*CHALLENGE 1:* Add 122 to every coordinate in the answers, and write out the rows again, requests included, from the first row through the line with "(795, 1171)". Do this for those lines only.

While other industries are shrinking their products, the telecom sector is giving more, not less. By investing billions each year, it is providing Canadians with more data, faster speeds, and wider coverage, all at lower prices.

I shamelessly stole the shrinkflation metaphor last week when I was quoted by Canadian Press talking about the latest Statistics Canada consumer price index report. In February, the cellular price index was down more than 25% compared to a year ago.

Price declines in the national inflation report could indicate that consumers are getting more bang for their buck through new offers, such as bigger data packages, international roaming perks, or voice-to-text voicemail services.

“They’re either getting more for the same price or they’re paying less for the same thing,” said Goldberg, who likened it to “the opposite of shrinkflation.”

“If you go into a grocery store and the box of cereal on the shelf is $3.99, but last month it was a 500-gram box and this month it’s a 400-gram box … you’d say prices went up 25 per cent. In this case, it’s the opposite.”

For years, Canadian telecom policy has recognized the value of investment in telecommunications infrastrucutre. In approving the merger of Orange and MasMovil, I noticed that Spain has recently adopted a similar view, with Digital Transformation Minister José Luis Escrivá saying “the competitiveness of a country partly depends upon its digital infrastructure and its connectivity.”

Here, we phrase it simply. “Canada’s future depends on connectivity”.

Can light touch regulation benefit consumers?

Can light touch regulation benefit consumers? In today’s competitive telecom world, a new paper answers that question, “yes”.

In my 2024 agenda post, I noted how CRTC’s determinations on mandated wholesale access can actually lead to reduced competition by negatively impacting the business case for certain marginal investments. That will lead to reduced coverage for enhanced broadband and advanced wireless services.

CTIA, the US wireless industry association recently released a report that looked at a paper by Georgetown University professor John Mayo: “The Evolution of Consumer Welfare in the Mobile Wireless Service Industry” [pdf, 517 KB]. As CTIA notes, the paper “offers a systematic assessment of the evolution of competition in the wireless industry and how it drives consumer welfare, concluding that the decades of light-touch regulation of mobile broadband provided the framework for substantial gains to consumers.”

… virtually every dimension of economic performance within the wireless telecommunications sector reveals that the light-touch regulatory approach that has governed the industry for decades has created a business-government framework that has generated nothing short of massive gains to consumer welfare in the United States.

*RECORDS SUPPLIED:*
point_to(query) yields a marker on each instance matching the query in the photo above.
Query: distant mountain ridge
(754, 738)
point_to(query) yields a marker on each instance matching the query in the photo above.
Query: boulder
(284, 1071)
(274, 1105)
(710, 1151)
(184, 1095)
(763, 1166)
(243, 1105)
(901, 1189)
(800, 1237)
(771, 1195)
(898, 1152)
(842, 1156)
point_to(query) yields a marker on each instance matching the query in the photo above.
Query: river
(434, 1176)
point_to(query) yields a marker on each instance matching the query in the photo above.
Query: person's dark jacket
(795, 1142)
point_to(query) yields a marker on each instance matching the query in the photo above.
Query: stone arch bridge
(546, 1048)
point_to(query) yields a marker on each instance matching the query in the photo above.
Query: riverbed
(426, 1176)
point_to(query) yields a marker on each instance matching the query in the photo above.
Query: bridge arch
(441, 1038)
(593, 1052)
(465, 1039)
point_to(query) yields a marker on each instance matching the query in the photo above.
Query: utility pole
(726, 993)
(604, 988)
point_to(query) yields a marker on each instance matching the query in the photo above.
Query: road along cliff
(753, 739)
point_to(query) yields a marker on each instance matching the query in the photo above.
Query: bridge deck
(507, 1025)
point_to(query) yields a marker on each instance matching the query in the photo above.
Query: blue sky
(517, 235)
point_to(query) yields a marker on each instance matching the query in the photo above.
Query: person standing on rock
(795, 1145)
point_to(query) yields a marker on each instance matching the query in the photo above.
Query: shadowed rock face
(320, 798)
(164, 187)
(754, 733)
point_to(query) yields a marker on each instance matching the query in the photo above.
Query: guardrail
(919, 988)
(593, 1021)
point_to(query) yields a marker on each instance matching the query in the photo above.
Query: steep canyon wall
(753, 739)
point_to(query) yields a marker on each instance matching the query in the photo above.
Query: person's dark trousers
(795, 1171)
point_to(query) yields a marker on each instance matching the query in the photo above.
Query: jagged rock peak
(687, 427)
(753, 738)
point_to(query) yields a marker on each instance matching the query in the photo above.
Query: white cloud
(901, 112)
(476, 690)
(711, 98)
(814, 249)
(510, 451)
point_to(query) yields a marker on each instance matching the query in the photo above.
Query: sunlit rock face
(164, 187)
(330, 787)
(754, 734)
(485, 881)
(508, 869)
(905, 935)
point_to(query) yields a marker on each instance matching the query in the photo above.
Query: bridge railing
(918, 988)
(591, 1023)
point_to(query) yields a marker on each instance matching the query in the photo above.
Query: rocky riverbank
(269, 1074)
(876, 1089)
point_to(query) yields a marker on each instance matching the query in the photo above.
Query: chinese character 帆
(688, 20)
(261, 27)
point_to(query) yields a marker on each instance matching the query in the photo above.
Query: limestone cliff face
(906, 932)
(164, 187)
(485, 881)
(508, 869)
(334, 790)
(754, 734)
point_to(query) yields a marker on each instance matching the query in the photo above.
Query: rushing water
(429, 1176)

*CHALLENGE 2:* Reproduce the telecom pricing excerpt word for word from "While other industries" to "a year ago.".

*EXERCISE OUTPUT 1:*
point_to(query) yields a marker on each instance matching the query in the photo above.
Query: distant mountain ridge
(876, 860)
point_to(query) yields a marker on each instance matching the query in the photo above.
Query: boulder
(406, 1193)
(396, 1227)
(832, 1273)
(306, 1217)
(885, 1288)
(365, 1227)
(1023, 1311)
(922, 1359)
(893, 1317)
(1020, 1274)
(964, 1278)
point_to(query) yields a marker on each instance matching the query in the photo above.
Query: river
(556, 1298)
point_to(query) yields a marker on each instance matching the query in the photo above.
Query: person's dark jacket
(917, 1264)
point_to(query) yields a marker on each instance matching the query in the photo above.
Query: stone arch bridge
(668, 1170)
point_to(query) yields a marker on each instance matching the query in the photo above.
Query: riverbed
(548, 1298)
point_to(query) yields a marker on each instance matching the query in the photo above.
Query: bridge arch
(563, 1160)
(715, 1174)
(587, 1161)
point_to(query) yields a marker on each instance matching the query in the photo above.
Query: utility pole
(848, 1115)
(726, 1110)
point_to(query) yields a marker on each instance matching the query in the photo above.
Query: road along cliff
(875, 861)
point_to(query) yields a marker on each instance matching the query in the photo above.
Query: bridge deck
(629, 1147)
point_to(query) yields a marker on each instance matching the query in the photo above.
Query: blue sky
(639, 357)
point_to(query) yields a marker on each instance matching the query in the photo above.
Query: person standing on rock
(917, 1267)
point_to(query) yields a marker on each instance matching the query in the photo above.
Query: shadowed rock face
(442, 920)
(286, 309)
(876, 855)
point_to(query) yields a marker on each instance matching the query in the photo above.
Query: guardrail
(1041, 1110)
(715, 1143)
point_to(query) yields a marker on each instance matching the query in the photo above.
Query: steep canyon wall
(875, 861)
point_to(query) yields a marker on each instance matching the query in the photo above.
Query: person's dark trousers
(917, 1293)

*EXERCISE OUTPUT 2:*
While other industries are shrinking their products, the telecom sector is giving more, not less. By investing billions each year, it is providing Canadians with more data, faster speeds, and wider coverage, all at lower prices.

I shamelessly stole the shrinkflation metaphor last week when I was quoted by Canadian Press talking about the latest Statistics Canada consumer price index report. In February, the cellular price index was down more than 25% compared to a year ago.